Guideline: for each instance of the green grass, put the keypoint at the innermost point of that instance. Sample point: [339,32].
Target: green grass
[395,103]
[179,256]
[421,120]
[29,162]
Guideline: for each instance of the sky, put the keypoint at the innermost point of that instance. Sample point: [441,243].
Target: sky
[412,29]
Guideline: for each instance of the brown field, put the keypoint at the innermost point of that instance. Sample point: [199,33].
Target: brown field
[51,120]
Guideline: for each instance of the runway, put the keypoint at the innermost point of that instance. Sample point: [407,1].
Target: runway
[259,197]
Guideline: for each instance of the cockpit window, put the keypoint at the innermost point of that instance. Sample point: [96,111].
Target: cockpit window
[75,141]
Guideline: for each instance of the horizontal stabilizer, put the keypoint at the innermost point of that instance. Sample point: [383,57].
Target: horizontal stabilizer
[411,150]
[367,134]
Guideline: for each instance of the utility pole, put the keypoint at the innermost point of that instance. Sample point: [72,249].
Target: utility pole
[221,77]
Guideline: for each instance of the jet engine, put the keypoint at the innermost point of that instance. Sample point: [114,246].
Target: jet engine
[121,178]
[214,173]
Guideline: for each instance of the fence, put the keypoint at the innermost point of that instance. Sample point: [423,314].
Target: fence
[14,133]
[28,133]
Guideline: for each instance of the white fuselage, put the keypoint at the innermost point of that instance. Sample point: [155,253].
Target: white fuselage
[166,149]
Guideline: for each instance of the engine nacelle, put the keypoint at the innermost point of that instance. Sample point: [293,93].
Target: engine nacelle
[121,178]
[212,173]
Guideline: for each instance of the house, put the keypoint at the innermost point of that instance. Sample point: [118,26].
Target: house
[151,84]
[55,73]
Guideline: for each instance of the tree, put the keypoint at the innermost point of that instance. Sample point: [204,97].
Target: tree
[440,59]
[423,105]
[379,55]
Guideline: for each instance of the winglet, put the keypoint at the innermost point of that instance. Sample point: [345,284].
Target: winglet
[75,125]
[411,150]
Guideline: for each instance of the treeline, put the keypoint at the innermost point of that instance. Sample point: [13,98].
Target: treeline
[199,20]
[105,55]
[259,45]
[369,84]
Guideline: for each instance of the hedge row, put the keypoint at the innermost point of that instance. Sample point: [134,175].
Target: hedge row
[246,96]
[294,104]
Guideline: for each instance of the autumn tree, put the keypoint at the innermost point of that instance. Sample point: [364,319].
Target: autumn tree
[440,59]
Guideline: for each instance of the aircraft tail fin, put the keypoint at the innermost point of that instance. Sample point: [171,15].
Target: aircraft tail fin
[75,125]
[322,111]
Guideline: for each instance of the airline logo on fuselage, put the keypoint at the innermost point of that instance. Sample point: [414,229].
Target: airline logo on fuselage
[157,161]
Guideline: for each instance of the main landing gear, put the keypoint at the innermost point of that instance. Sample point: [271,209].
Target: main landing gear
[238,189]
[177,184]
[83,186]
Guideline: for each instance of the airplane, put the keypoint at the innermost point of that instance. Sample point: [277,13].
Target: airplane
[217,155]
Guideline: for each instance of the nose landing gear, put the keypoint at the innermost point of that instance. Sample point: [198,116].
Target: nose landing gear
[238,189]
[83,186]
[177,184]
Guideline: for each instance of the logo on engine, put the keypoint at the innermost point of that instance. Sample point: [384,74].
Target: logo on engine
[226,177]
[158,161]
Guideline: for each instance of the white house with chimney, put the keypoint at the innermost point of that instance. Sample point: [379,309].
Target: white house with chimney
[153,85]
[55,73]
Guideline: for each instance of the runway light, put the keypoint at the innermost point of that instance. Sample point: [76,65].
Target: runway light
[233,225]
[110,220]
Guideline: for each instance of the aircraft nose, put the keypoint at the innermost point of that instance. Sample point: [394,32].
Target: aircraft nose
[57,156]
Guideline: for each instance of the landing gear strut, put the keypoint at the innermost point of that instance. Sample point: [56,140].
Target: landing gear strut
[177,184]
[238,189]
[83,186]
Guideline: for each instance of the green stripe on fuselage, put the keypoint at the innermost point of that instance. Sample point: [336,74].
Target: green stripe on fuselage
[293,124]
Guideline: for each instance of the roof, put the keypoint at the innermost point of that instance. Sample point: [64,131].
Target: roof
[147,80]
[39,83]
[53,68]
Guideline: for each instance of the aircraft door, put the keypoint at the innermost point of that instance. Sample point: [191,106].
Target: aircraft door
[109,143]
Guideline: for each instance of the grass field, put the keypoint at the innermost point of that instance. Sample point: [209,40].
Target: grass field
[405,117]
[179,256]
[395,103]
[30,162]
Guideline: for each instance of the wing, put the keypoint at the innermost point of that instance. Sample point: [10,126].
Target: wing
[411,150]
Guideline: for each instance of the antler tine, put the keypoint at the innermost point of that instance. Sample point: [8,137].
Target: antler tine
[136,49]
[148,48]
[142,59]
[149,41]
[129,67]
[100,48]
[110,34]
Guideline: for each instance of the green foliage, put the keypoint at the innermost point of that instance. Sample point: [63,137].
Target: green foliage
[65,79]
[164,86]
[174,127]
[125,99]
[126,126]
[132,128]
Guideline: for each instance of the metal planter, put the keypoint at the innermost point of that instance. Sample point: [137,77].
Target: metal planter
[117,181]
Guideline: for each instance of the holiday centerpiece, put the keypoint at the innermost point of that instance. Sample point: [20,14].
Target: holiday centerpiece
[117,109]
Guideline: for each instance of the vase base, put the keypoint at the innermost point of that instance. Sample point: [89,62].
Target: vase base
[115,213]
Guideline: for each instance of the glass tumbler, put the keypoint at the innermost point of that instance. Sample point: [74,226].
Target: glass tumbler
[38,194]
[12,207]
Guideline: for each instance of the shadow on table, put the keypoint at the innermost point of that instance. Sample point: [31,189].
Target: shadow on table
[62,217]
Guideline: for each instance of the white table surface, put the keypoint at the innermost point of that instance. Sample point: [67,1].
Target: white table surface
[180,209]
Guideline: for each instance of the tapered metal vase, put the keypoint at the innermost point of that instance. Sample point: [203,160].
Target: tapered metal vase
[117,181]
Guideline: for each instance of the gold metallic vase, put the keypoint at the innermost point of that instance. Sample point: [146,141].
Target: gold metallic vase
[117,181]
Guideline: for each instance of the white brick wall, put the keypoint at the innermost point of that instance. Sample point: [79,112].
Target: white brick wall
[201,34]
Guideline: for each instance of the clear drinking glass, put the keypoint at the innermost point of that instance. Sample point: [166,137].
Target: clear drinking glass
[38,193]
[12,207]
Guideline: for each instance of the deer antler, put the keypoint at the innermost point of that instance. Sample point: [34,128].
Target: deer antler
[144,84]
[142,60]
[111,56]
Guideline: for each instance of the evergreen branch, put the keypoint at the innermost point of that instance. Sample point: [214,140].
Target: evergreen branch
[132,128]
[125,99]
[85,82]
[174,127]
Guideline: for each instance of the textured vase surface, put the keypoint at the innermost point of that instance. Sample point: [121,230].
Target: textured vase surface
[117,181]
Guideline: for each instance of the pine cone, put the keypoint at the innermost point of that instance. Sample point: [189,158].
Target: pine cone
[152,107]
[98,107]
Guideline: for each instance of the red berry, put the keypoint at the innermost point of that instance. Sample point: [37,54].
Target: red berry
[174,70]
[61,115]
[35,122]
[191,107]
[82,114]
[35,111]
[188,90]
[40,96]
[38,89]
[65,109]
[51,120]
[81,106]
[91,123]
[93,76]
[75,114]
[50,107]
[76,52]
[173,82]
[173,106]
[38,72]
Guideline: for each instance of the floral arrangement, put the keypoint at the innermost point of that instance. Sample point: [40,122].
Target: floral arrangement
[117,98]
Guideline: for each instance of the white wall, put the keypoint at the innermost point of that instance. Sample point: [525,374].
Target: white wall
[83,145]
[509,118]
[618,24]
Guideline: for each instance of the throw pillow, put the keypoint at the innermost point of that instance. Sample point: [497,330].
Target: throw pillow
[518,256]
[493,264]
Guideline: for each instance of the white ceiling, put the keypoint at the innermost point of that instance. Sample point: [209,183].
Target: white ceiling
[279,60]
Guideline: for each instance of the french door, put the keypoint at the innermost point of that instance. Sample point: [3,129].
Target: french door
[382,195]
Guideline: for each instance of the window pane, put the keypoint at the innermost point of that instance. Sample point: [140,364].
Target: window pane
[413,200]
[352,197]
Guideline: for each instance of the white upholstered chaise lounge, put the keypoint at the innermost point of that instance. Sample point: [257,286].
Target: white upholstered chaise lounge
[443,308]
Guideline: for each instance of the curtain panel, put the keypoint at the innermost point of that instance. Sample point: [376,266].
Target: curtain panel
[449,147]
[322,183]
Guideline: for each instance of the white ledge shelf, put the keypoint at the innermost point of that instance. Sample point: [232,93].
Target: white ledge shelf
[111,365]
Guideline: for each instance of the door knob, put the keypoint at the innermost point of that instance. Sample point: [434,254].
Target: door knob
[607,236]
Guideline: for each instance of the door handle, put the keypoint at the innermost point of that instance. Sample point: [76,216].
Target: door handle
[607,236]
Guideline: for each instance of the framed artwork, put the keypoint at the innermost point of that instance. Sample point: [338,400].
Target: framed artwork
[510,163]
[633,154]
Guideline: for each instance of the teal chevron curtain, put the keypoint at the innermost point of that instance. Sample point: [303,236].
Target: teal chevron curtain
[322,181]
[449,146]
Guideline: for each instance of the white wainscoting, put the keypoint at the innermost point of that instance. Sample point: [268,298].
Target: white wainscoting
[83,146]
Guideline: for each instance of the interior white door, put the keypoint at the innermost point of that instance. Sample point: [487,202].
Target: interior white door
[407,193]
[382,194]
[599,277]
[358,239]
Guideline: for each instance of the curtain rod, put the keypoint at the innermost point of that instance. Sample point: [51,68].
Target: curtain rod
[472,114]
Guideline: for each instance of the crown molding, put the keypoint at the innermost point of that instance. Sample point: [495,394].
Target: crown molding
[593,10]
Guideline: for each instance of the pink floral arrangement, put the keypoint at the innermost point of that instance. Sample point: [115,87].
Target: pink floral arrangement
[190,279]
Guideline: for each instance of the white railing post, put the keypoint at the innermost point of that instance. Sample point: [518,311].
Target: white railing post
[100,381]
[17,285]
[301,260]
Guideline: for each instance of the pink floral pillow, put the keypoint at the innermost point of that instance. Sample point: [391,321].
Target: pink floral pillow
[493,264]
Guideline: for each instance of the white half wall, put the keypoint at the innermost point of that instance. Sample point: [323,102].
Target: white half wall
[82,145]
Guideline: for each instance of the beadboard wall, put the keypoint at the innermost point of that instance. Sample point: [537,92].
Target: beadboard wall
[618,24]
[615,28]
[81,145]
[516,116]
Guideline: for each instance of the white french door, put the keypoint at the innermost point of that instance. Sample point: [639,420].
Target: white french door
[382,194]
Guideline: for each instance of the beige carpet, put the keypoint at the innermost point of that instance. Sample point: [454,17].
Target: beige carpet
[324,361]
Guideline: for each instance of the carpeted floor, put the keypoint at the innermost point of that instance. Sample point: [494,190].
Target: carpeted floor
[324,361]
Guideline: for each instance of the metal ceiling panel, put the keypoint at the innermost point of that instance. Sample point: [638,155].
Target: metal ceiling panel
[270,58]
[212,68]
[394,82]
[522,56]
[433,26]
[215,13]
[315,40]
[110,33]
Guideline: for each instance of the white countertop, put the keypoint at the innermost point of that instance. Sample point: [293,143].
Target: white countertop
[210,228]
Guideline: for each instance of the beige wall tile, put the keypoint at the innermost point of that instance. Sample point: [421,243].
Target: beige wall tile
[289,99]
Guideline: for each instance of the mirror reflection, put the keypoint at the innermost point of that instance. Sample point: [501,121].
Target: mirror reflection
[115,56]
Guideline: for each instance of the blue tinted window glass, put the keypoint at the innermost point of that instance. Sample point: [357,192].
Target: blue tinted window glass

The task – The lines to copy are those above that contain the string "tinted".

Written response –
Guideline: for each instance of the blue tinted window glass, put the keypoint at the innermost point of that instance. Sample point: [357,192].
Target: blue tinted window glass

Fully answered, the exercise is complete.